A verbatim restatement of the data, free of pictures, is what you should output.
═════ Record excerpts ═════
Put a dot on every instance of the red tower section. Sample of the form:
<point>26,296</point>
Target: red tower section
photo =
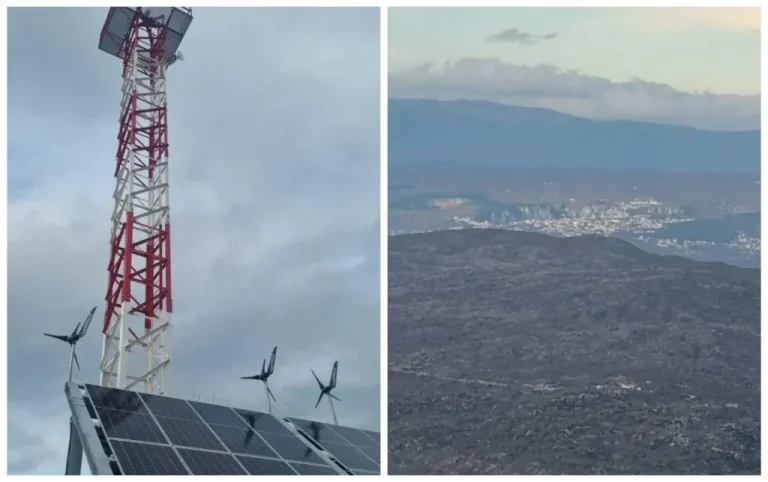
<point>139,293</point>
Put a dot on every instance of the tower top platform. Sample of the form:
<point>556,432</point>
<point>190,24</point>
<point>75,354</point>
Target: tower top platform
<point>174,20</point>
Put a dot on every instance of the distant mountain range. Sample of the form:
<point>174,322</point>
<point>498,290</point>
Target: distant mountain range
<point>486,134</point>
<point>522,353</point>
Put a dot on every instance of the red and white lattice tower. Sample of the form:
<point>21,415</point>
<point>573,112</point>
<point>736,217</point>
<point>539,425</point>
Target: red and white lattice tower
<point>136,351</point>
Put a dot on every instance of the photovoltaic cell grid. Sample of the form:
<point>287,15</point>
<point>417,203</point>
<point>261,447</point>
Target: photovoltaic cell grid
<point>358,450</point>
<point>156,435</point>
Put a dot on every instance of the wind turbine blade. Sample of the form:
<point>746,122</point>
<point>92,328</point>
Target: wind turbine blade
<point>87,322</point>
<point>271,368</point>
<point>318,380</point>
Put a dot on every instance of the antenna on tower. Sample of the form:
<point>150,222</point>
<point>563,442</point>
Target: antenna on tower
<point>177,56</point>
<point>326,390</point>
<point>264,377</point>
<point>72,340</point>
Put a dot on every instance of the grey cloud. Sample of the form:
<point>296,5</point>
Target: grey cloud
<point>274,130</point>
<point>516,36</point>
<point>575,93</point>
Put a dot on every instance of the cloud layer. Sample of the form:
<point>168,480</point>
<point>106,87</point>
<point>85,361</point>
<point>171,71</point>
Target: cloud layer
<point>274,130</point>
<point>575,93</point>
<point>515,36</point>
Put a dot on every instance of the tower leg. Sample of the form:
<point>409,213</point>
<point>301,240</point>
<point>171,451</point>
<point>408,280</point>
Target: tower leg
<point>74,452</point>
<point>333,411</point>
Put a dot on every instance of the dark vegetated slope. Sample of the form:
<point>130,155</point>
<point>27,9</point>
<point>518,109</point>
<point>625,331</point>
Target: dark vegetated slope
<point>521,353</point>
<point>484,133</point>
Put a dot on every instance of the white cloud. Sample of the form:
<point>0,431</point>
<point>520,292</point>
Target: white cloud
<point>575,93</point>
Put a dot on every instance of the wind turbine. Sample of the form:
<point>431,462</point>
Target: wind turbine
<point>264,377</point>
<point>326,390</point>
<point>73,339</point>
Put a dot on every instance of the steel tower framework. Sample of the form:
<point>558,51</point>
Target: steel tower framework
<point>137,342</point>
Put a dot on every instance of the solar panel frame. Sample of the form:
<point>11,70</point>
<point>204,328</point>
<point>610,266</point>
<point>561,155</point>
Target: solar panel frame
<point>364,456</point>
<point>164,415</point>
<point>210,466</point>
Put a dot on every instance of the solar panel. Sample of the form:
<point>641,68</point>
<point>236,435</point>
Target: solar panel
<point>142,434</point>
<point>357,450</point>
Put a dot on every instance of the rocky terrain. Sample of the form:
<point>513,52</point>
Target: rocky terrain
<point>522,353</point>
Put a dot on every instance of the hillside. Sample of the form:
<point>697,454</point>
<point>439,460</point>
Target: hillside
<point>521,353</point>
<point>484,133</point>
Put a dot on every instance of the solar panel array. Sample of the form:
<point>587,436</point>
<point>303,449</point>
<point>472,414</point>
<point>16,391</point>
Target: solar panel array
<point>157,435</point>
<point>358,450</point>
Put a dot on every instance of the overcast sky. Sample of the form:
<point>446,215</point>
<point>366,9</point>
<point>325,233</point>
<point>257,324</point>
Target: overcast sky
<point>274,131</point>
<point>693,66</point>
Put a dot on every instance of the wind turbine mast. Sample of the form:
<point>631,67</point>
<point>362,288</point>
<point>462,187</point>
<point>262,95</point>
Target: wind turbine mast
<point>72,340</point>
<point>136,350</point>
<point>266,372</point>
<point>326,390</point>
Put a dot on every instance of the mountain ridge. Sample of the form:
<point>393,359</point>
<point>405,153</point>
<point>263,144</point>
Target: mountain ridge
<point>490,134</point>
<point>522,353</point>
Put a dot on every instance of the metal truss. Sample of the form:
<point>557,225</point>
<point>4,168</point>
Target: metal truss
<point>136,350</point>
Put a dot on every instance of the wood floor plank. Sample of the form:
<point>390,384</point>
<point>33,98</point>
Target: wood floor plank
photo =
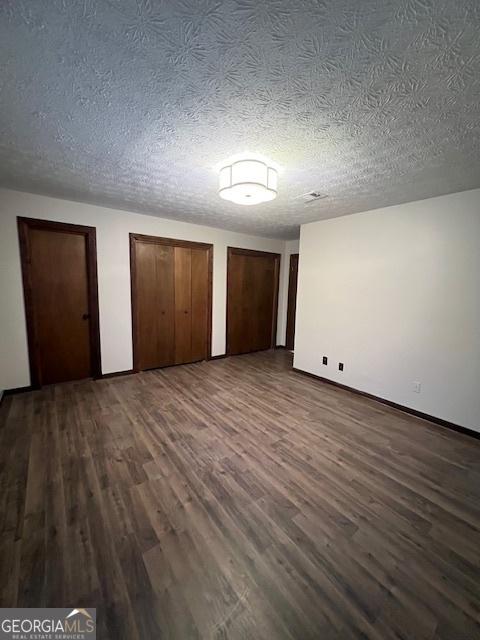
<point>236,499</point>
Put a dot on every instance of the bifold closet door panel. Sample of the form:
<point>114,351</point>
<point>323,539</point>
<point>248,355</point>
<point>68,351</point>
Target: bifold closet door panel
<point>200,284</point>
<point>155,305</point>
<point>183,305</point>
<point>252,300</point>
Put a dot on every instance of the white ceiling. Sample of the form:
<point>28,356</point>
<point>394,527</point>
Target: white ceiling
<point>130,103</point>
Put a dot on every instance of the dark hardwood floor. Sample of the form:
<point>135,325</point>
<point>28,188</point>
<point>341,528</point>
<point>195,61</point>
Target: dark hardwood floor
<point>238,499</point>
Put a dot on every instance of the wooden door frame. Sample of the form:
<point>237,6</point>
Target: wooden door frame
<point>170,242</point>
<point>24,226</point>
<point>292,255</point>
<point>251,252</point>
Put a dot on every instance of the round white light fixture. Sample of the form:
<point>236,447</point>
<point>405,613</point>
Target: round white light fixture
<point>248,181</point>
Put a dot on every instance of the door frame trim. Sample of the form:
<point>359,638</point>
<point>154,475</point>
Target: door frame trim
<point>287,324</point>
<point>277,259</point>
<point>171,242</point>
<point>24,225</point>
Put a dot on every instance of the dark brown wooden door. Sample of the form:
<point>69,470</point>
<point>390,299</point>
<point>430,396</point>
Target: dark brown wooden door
═════
#### Result below:
Put a dot on every instance of the red tower section. Sample of the form:
<point>26,296</point>
Target: red tower section
photo =
<point>139,293</point>
Put a dot on every instance of the tower top platform. Sample of the form:
<point>556,432</point>
<point>190,24</point>
<point>75,354</point>
Target: tower top platform
<point>174,20</point>
Put a dot on every instance of the distant mountain range. Sample of the form:
<point>174,322</point>
<point>498,290</point>
Target: distant mountain range
<point>486,134</point>
<point>522,353</point>
Put a dot on every instance of the red and white lattice tower. Sample of the form:
<point>21,415</point>
<point>573,112</point>
<point>736,217</point>
<point>539,425</point>
Target: red and white lattice tower
<point>136,351</point>
Put a dot on every instance of the photovoltaic cell grid. Sample of the form:
<point>287,15</point>
<point>417,203</point>
<point>261,447</point>
Target: photovoltaic cell grid
<point>358,450</point>
<point>156,435</point>
Put a dot on every instance of the wind turbine blade. Sample of the form:
<point>746,122</point>
<point>92,328</point>
Target: wind turbine blade
<point>87,322</point>
<point>271,368</point>
<point>318,380</point>
Put a dot on every instance of the antenna on tower. Sample of the form:
<point>150,222</point>
<point>563,442</point>
Target: antenna on tower
<point>177,56</point>
<point>326,390</point>
<point>264,377</point>
<point>72,340</point>
Put a dot on every instance of the grey cloud. Sample of the form:
<point>296,5</point>
Target: grey cloud
<point>274,130</point>
<point>516,36</point>
<point>575,93</point>
Put a dot on every instance of the cloud layer. Sample of the form:
<point>168,480</point>
<point>106,87</point>
<point>85,361</point>
<point>171,71</point>
Target: cloud layer
<point>274,130</point>
<point>575,93</point>
<point>515,36</point>
Put a dot on every instance of the tower leg. Sample of the form:
<point>409,213</point>
<point>301,240</point>
<point>171,451</point>
<point>408,280</point>
Target: tower leg
<point>74,452</point>
<point>333,411</point>
Put a dot on every instance of the dark vegetated slope. Sample of the form:
<point>130,155</point>
<point>27,9</point>
<point>518,109</point>
<point>625,331</point>
Target: dark vegetated slope
<point>521,353</point>
<point>484,133</point>
Put a dot on every instance of the white cloud. Sample of the form:
<point>0,431</point>
<point>520,292</point>
Target: white cloud
<point>575,93</point>
Put a dot on every instance of the wind turbine. Sample of the form:
<point>431,462</point>
Target: wind turbine
<point>264,377</point>
<point>326,390</point>
<point>73,339</point>
Put a dot on every instance of the steel tower framework. Sample of the form:
<point>558,51</point>
Target: steel tower framework
<point>137,342</point>
Put a dot on every instance of the solar panel frame. Sample of the form:
<point>11,70</point>
<point>204,328</point>
<point>610,266</point>
<point>561,155</point>
Target: solar panel frame
<point>364,456</point>
<point>164,415</point>
<point>210,466</point>
Put a dot on every instance of the solar panel. Sample of the form:
<point>641,68</point>
<point>236,435</point>
Target: solar panel
<point>142,434</point>
<point>357,450</point>
Put a dot on every instance of the rocky terrain. Sample of the form:
<point>513,52</point>
Target: rocky terrain
<point>522,353</point>
Put a dot on every instance of the hillside. Sample of the form:
<point>697,454</point>
<point>439,460</point>
Target: hillside
<point>521,353</point>
<point>484,133</point>
Put a dot on every instance of the solar panel array. Sample of the form:
<point>587,436</point>
<point>303,449</point>
<point>472,414</point>
<point>16,391</point>
Target: solar panel array
<point>157,435</point>
<point>358,450</point>
Put a dot on every instance of the overcast sky. Sample of the form:
<point>446,215</point>
<point>366,9</point>
<point>325,233</point>
<point>257,324</point>
Target: overcast sky
<point>274,131</point>
<point>693,66</point>
Put a dot on every instance of the wind turbine mast. Sample of the form:
<point>631,67</point>
<point>362,288</point>
<point>462,187</point>
<point>262,95</point>
Target: wind turbine mast
<point>72,340</point>
<point>136,350</point>
<point>266,372</point>
<point>326,390</point>
Put a dot on every instance of the mountain ridge. Sample of the form:
<point>393,359</point>
<point>405,153</point>
<point>263,144</point>
Target: mountain ridge
<point>490,134</point>
<point>522,353</point>
Put a dot on every instance of the metal truss. Sample of the form:
<point>557,225</point>
<point>4,168</point>
Target: metal truss
<point>136,350</point>
Put a dot on every instance of the wood floor plank. Sample of the form:
<point>390,384</point>
<point>33,98</point>
Target: wood floor plank
photo =
<point>236,499</point>
Put a dot on every instance of the bifold closet door panel. Sample of the form:
<point>114,351</point>
<point>323,539</point>
<point>248,355</point>
<point>68,351</point>
Target: bifold closet door panel
<point>200,284</point>
<point>155,305</point>
<point>183,305</point>
<point>252,300</point>
Put a dot on every instance of the white ceiling. Sample of the form:
<point>28,356</point>
<point>394,527</point>
Target: white ceiling
<point>130,103</point>
Put a dot on every instance of the dark hardwood floor. Sample of the form:
<point>135,325</point>
<point>28,188</point>
<point>341,528</point>
<point>195,61</point>
Target: dark hardwood floor
<point>238,499</point>
Put a dot on every instance of the wooden door frame. Sample of the form:
<point>237,6</point>
Target: wooden door frame
<point>170,242</point>
<point>24,226</point>
<point>292,255</point>
<point>251,252</point>
Put a dot on every instance of the round white light fixture. Sample of the form:
<point>236,447</point>
<point>405,613</point>
Target: round white light fixture
<point>248,181</point>
Put a dot on every instance of the door frame trim. Sample of the form:
<point>359,638</point>
<point>154,475</point>
Target: door frame trim
<point>287,324</point>
<point>277,259</point>
<point>171,242</point>
<point>24,225</point>
Put a dot on every instance of the dark brown wooden door. Sample of the form:
<point>69,470</point>
<point>390,299</point>
<point>430,396</point>
Target: dark brown wooden door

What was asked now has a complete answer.